--- Start Extracted records ---

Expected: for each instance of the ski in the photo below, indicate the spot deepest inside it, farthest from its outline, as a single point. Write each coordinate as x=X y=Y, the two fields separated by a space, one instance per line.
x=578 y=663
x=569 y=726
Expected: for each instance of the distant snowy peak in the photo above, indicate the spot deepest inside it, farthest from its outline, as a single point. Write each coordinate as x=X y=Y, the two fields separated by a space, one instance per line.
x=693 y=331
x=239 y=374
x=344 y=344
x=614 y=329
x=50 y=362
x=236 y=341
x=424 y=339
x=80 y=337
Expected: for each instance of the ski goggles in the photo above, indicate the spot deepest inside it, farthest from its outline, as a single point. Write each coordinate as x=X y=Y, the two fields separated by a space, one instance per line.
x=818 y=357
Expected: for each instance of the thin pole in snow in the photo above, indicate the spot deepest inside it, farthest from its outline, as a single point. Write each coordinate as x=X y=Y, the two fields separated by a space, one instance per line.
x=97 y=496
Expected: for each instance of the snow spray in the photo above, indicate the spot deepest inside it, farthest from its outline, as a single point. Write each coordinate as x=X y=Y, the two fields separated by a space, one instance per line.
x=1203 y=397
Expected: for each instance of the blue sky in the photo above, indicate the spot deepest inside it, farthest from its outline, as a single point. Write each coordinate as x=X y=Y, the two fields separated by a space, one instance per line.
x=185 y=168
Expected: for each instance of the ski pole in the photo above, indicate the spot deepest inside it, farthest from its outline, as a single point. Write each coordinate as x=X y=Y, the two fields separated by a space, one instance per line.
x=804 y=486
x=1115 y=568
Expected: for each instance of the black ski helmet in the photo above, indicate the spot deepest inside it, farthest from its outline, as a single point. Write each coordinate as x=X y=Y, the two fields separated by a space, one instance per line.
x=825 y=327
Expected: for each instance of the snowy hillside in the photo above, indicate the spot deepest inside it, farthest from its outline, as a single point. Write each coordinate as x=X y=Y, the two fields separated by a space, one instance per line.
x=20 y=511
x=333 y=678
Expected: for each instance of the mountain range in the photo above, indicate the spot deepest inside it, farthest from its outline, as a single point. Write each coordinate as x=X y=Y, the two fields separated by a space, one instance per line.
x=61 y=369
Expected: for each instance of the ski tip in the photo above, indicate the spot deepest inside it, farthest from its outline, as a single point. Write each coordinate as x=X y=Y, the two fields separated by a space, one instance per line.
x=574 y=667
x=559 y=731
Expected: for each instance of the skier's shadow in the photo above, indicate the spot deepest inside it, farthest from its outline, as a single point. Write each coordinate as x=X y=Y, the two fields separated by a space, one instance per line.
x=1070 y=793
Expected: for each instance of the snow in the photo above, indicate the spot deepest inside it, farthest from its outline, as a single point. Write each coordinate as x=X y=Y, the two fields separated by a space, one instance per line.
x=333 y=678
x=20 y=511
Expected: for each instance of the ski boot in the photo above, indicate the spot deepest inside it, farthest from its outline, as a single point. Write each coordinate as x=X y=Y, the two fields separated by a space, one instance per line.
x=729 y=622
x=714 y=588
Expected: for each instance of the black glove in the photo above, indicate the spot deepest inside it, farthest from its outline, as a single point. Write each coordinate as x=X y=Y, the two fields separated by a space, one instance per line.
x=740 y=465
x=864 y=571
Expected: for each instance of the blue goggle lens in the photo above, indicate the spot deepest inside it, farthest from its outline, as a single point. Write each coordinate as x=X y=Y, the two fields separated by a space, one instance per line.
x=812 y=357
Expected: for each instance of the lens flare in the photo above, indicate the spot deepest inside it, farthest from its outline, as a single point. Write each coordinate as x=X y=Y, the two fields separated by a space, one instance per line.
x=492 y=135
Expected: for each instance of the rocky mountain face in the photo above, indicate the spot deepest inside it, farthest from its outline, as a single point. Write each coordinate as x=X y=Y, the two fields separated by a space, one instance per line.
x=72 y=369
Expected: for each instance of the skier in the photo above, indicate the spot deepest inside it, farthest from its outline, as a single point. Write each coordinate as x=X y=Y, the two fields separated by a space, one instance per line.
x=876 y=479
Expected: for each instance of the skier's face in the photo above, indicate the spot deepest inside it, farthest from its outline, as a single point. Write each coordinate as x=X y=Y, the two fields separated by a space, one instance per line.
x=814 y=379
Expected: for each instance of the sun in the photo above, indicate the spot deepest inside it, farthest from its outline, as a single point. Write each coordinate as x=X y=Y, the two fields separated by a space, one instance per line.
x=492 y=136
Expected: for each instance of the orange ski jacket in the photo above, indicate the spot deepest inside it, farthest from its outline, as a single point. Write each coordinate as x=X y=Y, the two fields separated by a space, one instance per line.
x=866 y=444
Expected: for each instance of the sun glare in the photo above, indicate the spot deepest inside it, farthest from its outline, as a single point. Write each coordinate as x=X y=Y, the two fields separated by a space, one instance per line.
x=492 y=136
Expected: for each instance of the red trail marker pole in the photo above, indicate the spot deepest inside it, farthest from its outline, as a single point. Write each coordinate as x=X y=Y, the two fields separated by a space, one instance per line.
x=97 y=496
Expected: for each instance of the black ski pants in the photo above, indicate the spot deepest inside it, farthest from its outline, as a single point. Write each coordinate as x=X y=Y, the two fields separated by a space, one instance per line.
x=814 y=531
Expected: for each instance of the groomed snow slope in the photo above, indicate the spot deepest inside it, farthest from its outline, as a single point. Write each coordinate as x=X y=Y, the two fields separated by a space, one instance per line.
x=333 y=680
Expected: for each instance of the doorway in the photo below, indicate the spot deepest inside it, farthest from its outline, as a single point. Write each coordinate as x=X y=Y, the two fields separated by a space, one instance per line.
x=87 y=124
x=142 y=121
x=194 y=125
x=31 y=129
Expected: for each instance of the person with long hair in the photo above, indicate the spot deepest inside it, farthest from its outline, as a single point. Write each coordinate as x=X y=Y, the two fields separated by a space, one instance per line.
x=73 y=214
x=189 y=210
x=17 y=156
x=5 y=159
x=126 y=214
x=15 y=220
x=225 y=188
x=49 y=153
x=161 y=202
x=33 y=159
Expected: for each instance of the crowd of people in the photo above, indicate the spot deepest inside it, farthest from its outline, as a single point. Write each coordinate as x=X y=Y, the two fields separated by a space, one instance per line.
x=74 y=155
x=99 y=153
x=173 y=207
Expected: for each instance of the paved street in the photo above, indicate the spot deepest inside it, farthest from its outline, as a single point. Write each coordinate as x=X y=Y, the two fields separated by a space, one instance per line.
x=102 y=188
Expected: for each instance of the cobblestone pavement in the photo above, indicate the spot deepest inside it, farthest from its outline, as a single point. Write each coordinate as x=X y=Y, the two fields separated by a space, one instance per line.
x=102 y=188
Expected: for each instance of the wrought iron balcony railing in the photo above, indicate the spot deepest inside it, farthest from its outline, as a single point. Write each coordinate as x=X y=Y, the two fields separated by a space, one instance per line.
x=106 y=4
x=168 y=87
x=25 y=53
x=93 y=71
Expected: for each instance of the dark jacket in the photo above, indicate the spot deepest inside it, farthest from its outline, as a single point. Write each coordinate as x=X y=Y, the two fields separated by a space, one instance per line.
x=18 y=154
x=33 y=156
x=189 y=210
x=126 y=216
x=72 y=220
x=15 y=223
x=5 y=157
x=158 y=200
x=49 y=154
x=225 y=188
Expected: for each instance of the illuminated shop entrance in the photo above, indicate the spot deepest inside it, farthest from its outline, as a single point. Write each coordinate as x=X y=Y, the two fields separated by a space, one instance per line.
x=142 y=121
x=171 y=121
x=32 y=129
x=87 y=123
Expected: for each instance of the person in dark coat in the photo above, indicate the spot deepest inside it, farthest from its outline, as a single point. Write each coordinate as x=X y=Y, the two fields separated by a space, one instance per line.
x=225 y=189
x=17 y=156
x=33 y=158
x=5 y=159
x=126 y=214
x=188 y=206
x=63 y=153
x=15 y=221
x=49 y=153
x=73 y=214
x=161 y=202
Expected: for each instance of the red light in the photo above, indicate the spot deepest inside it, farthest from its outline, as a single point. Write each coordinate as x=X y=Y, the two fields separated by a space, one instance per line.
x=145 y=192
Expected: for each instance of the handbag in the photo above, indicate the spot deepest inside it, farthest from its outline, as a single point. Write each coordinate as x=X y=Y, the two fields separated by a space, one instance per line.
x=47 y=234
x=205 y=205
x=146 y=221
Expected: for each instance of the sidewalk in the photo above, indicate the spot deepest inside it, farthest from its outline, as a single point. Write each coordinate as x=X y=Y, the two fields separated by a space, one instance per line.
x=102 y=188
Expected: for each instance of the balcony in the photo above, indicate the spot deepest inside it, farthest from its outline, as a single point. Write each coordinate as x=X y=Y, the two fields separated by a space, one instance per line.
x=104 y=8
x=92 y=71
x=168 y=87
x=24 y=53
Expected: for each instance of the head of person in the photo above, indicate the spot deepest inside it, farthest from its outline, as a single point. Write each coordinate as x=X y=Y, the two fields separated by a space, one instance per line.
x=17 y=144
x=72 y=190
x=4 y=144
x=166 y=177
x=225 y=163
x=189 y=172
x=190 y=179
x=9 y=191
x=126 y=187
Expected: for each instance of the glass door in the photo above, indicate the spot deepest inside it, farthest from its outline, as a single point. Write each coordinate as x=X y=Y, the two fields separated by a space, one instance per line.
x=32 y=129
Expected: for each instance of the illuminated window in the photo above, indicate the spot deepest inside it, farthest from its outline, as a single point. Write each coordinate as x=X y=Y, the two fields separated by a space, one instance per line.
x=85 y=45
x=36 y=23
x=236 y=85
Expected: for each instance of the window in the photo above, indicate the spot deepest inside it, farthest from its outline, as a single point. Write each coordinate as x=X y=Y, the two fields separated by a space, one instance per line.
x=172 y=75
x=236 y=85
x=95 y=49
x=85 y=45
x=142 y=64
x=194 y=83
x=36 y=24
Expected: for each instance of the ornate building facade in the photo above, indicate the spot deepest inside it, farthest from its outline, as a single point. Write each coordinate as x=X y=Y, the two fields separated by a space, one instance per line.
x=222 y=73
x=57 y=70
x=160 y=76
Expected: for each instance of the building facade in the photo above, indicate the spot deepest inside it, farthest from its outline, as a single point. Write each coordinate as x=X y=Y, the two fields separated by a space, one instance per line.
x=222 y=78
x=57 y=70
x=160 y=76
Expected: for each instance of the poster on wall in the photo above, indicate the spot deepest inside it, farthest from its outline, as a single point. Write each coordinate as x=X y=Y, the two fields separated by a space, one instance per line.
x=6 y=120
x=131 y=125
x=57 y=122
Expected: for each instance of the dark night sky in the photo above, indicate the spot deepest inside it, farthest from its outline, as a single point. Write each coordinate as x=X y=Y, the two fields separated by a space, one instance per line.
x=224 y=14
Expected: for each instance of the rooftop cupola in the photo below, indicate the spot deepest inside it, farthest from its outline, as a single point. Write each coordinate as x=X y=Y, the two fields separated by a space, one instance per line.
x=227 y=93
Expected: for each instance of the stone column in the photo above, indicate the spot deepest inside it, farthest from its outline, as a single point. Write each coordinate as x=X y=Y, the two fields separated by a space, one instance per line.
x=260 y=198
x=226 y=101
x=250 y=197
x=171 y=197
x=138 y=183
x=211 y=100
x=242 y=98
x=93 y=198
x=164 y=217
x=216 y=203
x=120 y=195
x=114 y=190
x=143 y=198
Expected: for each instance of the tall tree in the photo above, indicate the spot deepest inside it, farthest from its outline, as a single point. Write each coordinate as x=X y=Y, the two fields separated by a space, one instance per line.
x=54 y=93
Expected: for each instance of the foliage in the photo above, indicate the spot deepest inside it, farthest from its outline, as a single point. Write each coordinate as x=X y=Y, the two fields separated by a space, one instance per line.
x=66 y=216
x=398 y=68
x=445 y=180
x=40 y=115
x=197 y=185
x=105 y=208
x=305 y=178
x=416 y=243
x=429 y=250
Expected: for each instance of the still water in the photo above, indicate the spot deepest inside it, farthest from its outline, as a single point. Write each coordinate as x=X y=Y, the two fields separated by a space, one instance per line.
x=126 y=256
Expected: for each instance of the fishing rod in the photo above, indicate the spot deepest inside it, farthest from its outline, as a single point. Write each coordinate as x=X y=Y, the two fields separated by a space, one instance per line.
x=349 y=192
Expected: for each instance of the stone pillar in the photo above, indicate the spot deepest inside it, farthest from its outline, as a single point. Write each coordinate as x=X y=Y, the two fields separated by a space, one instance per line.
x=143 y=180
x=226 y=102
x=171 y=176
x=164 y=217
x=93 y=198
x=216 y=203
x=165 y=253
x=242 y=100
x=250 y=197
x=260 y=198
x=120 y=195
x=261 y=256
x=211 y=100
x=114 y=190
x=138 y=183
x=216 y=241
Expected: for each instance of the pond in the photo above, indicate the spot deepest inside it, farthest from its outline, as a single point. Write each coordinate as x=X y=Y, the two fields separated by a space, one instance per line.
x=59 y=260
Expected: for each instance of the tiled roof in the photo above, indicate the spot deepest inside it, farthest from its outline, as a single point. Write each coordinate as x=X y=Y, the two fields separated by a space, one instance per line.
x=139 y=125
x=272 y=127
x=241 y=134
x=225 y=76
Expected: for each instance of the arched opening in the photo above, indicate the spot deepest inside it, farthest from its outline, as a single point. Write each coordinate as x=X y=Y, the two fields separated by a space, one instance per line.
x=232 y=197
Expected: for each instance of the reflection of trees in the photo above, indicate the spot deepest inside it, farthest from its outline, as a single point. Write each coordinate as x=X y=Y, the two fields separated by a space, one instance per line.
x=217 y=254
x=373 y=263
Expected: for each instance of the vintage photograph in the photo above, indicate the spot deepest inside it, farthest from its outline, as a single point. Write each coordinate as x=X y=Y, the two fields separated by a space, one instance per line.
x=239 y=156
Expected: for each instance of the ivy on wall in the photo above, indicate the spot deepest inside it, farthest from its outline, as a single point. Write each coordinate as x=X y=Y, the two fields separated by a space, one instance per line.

--- End Extracted records ---

• _Goal of the exercise_
Please scale the lines starting at the first one and ending at the line that contains "x=569 y=726", and give those lines again in full. Multiply every x and y coordinate by 2.35 and round it to a whole number, with halves rounding up, and leave all other text unchanged.

• _Exercise output_
Expected: for each instance of the ski in the photo below, indicate the spot deepest inside it, farthest from its outline, as a single point. Write each coordinate as x=X y=Y, the two fields separated by a space, one instance per line.
x=1358 y=1558
x=1337 y=1706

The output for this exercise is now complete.